Os dias perfeitos, de Jacobo Bergareche

Por Sérgio Linard

Jacobo Bergareche. Foto: Lupe de la Vallina.


 
Que todas as cartas de amor são ridículas, sabemos e, em muitos casos, até as escrevemos. No entanto, todo autor de cartas de amor é igualmente ridículo? Em que momento a carta de amor deixa de ter sua natural “ridicularidade” e passa a ter uma máscara de ridículos impulsos apaixonados? As duas cartas (uma delas é transformada em e-mail) que compõem o romance epistolar Os dias perfeitos podem não responder explicitamente a essas perguntas, mas ajudam a lançar luz sobre elas e sobre outras questões capazes de ajudar a compreender com melhor clareza ideias por vezes envoltas na obscuridade do cotidiano.

##############################

• _Tarefa curta a_
Responda com base no texto sobre Os dias perfeitos:
(i) Quem assina o texto?
(ii) A quem é creditada a foto de Jacobo Bergareche?
(iii) Quantas cartas compõem o romance, e em que uma delas é transformada?

[Linhas do conjunto de dados]
##############################

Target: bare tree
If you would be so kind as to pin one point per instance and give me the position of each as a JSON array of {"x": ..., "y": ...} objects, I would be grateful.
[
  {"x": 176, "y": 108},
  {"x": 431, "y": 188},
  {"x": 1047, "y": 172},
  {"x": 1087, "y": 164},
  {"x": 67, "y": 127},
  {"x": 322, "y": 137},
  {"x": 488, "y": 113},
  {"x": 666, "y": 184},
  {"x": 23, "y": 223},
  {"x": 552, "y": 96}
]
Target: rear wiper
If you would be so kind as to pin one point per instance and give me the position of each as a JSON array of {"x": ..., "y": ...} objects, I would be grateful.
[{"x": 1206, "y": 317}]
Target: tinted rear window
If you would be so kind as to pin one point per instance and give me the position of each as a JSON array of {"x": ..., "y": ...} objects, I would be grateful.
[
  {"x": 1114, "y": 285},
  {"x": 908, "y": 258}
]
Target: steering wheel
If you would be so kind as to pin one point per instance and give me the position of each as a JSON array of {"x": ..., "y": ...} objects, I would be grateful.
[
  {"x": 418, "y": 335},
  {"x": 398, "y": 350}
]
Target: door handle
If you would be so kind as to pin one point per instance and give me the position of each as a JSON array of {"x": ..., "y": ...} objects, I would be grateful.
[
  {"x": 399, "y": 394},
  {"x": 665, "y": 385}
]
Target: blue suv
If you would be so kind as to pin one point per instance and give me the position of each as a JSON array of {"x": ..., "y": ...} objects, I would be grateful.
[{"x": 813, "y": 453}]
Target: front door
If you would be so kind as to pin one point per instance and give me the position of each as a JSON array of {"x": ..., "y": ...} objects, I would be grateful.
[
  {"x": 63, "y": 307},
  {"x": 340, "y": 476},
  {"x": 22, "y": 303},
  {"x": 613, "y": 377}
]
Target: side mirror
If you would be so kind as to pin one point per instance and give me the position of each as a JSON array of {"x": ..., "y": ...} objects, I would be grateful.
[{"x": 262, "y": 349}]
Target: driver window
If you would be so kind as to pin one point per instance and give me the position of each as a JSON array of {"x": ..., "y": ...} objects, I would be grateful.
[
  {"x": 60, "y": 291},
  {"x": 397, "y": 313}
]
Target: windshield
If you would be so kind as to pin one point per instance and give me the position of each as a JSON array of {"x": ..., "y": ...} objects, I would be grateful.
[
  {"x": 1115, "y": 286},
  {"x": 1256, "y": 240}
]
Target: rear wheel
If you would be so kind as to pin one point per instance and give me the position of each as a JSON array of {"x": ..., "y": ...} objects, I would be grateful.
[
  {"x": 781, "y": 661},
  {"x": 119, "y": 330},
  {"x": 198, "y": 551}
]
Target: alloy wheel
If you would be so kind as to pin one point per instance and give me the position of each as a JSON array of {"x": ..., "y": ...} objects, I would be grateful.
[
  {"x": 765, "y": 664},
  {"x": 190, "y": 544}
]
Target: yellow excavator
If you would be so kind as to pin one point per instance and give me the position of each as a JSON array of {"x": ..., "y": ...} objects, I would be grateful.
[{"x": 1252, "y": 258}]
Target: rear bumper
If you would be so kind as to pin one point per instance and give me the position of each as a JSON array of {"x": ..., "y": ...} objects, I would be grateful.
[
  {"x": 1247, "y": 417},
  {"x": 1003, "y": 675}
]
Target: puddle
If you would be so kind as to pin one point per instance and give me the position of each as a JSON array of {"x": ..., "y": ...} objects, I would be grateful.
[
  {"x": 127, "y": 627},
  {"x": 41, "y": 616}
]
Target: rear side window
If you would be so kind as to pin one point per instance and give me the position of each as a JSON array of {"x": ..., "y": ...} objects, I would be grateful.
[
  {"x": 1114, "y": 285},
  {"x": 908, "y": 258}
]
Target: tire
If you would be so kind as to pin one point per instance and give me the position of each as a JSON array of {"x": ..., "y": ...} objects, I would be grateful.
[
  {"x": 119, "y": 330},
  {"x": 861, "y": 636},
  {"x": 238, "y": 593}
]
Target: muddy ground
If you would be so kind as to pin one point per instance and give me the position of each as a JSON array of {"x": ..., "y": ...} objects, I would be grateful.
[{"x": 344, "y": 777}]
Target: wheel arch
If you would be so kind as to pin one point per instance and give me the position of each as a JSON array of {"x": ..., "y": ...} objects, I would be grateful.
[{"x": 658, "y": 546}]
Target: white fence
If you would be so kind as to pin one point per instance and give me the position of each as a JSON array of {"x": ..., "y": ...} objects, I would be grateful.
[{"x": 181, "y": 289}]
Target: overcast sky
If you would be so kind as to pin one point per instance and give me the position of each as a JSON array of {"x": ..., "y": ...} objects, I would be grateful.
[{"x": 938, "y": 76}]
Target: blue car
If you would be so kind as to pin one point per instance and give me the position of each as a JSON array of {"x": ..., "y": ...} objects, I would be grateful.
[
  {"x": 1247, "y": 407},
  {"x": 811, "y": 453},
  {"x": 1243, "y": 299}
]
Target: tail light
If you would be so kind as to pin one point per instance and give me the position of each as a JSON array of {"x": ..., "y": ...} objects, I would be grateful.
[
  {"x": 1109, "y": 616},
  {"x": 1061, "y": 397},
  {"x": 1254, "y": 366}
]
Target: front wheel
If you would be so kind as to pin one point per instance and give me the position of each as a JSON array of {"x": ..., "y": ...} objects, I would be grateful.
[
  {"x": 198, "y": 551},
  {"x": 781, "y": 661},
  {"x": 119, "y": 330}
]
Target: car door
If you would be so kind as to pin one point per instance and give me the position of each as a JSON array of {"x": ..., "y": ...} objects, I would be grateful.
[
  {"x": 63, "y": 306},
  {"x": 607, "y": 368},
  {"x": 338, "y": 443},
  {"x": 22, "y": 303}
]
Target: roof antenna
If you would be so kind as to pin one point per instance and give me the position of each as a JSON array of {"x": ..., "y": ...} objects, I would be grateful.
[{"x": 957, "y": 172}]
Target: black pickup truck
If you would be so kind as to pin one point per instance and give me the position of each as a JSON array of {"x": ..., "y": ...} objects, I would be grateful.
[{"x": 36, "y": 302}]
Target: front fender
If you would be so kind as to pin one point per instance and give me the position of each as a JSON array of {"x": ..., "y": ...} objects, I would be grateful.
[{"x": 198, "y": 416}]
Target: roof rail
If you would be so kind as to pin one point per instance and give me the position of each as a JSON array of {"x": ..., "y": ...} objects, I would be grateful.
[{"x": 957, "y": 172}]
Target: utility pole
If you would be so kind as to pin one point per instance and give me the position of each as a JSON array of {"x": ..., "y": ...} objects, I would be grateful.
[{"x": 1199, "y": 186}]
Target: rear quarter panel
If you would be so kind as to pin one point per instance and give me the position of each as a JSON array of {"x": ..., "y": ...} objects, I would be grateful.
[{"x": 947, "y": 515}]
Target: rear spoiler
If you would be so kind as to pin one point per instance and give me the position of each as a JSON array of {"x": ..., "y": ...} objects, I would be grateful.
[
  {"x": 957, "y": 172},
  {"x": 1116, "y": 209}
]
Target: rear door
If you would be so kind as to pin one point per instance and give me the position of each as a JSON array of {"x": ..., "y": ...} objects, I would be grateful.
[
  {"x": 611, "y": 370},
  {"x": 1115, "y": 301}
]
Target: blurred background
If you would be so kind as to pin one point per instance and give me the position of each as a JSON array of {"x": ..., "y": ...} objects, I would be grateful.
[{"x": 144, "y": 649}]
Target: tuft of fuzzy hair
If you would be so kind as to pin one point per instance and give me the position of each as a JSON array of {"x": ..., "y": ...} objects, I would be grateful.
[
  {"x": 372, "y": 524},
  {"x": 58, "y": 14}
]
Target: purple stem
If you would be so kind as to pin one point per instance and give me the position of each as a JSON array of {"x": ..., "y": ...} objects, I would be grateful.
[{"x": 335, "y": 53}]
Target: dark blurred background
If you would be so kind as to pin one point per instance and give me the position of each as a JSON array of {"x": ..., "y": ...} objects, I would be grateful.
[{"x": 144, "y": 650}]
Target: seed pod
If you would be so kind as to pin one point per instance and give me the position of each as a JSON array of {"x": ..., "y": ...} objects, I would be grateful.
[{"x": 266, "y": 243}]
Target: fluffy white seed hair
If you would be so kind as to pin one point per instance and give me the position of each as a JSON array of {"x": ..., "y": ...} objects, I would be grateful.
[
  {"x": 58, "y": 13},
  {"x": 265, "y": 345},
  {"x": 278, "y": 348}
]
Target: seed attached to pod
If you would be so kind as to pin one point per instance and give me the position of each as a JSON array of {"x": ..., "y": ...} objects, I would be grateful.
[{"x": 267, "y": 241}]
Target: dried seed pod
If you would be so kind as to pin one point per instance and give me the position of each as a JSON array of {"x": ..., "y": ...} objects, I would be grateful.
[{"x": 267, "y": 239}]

##############################

• _Tarefa curta b_
Conte quantas linhas dos registros contêm a palavra "window". Responda só com o número.

• _Resposta a_
(i) Sérgio Linard.
(ii) Lupe de la Vallina.
(iii) Duas cartas, e uma delas é transformada em e-mail.

• _Resposta b_
3